**Consegna:** Trascrivi integralmente il testo da analizzare, senza alcuna modifica.

Pamini: Se poi escludiamo la ponderazione e misuriamo solo gli indicatori grezzi, vediamo che la tendenza storica va esattamente nella stessa direzione, non è la ponderazione a determinare il ‘segnale’ di fondo. Certo, c’è una componente soggettiva, così come è possibile che certi numeri cambino nel corso del tempo perché cambiano ad esempio leggi o controlli. Ma su un totale di 90 indicatori si nota già un quadro coerente, peraltro verificato attraverso modelli standard nel mondo accademico: analisi fattoriale e indice di Cronbach.

Un altro elemento di aleatorietà è dato da come si vogliono leggere certi numeri, ovvero dal fatto di attribuirgli un influsso positivo o negativo sul valore finale dell’indice. Ad esempio, qui conteggiate anche l’aumento del numero di permessi di lavoro o di soggiorno. Lo ritenete un indicatore positivo o negativo?

**Dati di partenza:**

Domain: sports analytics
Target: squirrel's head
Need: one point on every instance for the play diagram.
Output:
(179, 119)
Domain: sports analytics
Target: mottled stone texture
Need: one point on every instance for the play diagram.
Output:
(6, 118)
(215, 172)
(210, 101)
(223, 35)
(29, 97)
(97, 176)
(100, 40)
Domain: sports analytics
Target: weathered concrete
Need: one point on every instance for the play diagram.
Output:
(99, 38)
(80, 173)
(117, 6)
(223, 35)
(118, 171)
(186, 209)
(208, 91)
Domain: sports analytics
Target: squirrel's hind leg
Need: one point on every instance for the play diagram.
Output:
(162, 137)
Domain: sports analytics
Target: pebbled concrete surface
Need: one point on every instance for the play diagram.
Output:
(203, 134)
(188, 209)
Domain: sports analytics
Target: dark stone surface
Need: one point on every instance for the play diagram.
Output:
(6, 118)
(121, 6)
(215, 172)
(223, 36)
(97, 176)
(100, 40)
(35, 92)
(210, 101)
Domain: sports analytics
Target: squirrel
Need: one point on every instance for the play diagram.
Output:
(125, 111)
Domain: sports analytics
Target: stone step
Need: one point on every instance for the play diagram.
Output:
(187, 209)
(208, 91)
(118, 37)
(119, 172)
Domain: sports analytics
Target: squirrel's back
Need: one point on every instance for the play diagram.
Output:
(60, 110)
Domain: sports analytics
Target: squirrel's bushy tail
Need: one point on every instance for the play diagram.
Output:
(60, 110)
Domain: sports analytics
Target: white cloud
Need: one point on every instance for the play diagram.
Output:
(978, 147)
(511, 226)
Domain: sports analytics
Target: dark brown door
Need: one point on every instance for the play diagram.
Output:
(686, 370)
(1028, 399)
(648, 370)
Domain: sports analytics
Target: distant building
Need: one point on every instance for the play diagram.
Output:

**Risposta attesa:**
Pamini: Se poi escludiamo la ponderazione e misuriamo solo gli indicatori grezzi, vediamo che la tendenza storica va esattamente nella stessa direzione, non è la ponderazione a determinare il ‘segnale’ di fondo. Certo, c’è una componente soggettiva, così come è possibile che certi numeri cambino nel corso del tempo perché cambiano ad esempio leggi o controlli. Ma su un totale di 90 indicatori si nota già un quadro coerente, peraltro verificato attraverso modelli standard nel mondo accademico: analisi fattoriale e indice di Cronbach.

Un altro elemento di aleatorietà è dato da come si vogliono leggere certi numeri, ovvero dal fatto di attribuirgli un influsso positivo o negativo sul valore finale dell’indice. Ad esempio, qui conteggiate anche l’aumento del numero di permessi di lavoro o di soggiorno. Lo ritenete un indicatore positivo o negativo?